• _Opdracht_:
Spoor in de records alle regels op waarin het woord "green" voorkomt en schrijf elk van die regels over.

****************

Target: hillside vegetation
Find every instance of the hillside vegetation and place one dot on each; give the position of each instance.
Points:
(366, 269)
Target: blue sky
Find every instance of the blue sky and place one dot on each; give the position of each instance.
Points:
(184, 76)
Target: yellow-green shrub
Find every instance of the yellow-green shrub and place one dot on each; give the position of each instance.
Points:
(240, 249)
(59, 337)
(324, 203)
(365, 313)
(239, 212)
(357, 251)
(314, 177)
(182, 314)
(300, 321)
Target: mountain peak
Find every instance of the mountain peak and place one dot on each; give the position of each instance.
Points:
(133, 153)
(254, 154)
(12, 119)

****************

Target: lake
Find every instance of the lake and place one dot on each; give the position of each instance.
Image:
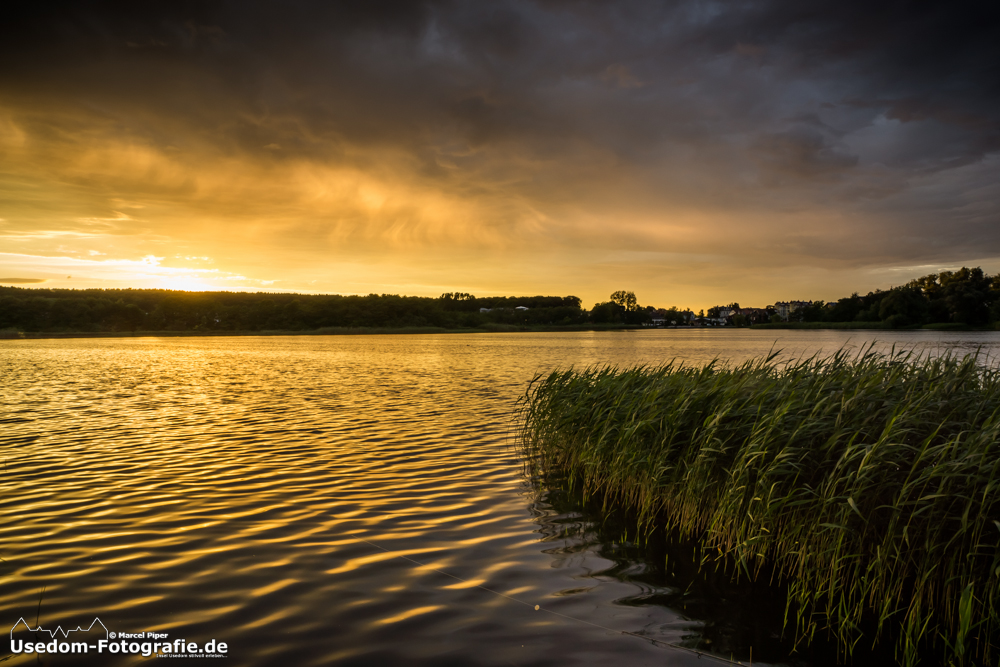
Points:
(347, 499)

****************

• _Resultaat_:
Target: yellow-green shrub
Find every instance of the yellow-green shrub and place one dot on each; give the position of each instance.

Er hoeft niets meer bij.